**The problem**:
Once you reach the line containing "<point>334,71</point>" in the entries below, write out that line and each one after it down to the line containing "Annotate the floating", exactly and with nothing added.
···
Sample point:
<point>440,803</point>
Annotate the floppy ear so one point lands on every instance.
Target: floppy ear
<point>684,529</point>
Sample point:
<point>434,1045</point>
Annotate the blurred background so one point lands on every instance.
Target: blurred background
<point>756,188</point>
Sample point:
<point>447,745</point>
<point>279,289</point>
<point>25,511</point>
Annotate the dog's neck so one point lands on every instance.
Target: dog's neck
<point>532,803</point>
···
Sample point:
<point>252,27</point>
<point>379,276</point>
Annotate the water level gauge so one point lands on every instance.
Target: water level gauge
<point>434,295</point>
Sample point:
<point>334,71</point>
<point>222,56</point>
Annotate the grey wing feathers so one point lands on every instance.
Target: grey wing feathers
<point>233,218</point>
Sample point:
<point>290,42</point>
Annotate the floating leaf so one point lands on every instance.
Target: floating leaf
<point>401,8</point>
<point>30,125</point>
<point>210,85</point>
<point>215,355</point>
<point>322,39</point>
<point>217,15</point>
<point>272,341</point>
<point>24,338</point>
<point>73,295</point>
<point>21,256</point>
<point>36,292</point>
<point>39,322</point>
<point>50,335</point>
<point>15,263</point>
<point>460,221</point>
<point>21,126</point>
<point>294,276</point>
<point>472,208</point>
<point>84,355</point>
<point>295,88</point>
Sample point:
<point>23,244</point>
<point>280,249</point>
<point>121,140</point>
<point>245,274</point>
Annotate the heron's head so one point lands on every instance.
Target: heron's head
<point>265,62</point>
···
**Solution below**:
<point>334,71</point>
<point>222,56</point>
Annotate the grey wing feathers so one point lands on every instance.
Target: grey wing feathers
<point>233,218</point>
Sample point:
<point>290,42</point>
Annotate the floating leaf so one point lands on every instance.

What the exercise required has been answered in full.